§ PROVIDED TEXT
[BEGIN]

Mixture Models

December 12, 2014

This post was generated from an IPython notebook that can be downloaded here.

This post can be cited with the DOI: 10.5281/zenodo.15856

There are a lot of reasons why you might use a mixture model and there is a huge related literature. That being said, there are a few questions that I regularly get so I thought that I would write up the answers.

In astronomy, the most common reason for using a mixture model is to fit data with outliers so that's the language I'll use but the results are applicable to any other mixture model. The questions that I'll try to answer are:

1. How do you derive the marginalized likelihood—as popularized by Hogg et al. (2010), I think—and why would you want to?
2. How do you work out the mixture membership probabilities (or what is the probability that the point is an outlier) after using this model?

The basic model¶

The idea here is that you have some data drawn from the model that you care about and some data points that are outliers—drawn from a different model that you don't care about! For simplicity, let's consider a linear model. Everything that I derive here will be applicable to other more complicated models but it is easier to visualize the linear case. Hogg et al. (2010) give a nice treatment of this linear model with slightly different notation but they miss a few useful points in the discussion.

[END]

§ TASK INSTRUCTIONS
Reproduce the mixture models text word for word, from its title through its final sentence. The records that come next are separate material from the mixture models text.

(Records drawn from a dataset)

[BEGIN]

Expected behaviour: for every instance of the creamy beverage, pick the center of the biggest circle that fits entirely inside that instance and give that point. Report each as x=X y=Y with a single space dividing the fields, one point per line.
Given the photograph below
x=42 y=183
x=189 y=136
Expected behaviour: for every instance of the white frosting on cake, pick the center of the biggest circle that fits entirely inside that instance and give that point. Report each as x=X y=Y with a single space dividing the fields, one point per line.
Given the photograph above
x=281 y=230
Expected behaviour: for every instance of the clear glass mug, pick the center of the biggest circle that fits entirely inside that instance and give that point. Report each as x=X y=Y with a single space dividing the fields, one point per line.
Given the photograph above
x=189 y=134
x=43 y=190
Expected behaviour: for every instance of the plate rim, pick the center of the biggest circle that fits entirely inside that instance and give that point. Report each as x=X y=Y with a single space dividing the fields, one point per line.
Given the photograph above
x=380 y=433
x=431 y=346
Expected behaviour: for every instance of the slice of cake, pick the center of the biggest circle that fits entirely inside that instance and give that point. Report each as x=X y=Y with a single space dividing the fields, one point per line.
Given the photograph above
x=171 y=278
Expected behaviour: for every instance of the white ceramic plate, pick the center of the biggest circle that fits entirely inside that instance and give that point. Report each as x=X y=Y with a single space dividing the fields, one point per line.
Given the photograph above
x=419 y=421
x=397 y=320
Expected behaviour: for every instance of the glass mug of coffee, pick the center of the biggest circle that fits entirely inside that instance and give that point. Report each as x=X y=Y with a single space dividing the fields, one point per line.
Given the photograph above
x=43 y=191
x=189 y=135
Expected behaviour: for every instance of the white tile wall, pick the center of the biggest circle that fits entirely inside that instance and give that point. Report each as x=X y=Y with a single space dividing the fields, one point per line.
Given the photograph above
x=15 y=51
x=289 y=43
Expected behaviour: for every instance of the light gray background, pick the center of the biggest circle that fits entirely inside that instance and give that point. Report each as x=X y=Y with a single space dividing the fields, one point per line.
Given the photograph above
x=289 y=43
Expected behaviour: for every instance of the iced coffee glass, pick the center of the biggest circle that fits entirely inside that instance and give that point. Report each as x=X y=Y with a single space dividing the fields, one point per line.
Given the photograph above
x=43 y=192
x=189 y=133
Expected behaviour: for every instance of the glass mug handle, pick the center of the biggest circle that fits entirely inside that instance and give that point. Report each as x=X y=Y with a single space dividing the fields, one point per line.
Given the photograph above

[END]

§ REPLY TO THE TASK
Mixture Models

December 12, 2014

This post was generated from an IPython notebook that can be downloaded here.

This post can be cited with the DOI: 10.5281/zenodo.15856

There are a lot of reasons why you might use a mixture model and there is a huge related literature. That being said, there are a few questions that I regularly get so I thought that I would write up the answers.

In astronomy, the most common reason for using a mixture model is to fit data with outliers so that's the language I'll use but the results are applicable to any other mixture model. The questions that I'll try to answer are:

1. How do you derive the marginalized likelihood—as popularized by Hogg et al. (2010), I think—and why would you want to?
2. How do you work out the mixture membership probabilities (or what is the probability that the point is an outlier) after using this model?

The basic model¶

The idea here is that you have some data drawn from the model that you care about and some data points that are outliers—drawn from a different model that you don't care about! For simplicity, let's consider a linear model. Everything that I derive here will be applicable to other more complicated models but it is easier to visualize the linear case. Hogg et al. (2010) give a nice treatment of this linear model with slightly different notation but they miss a few useful points in the discussion.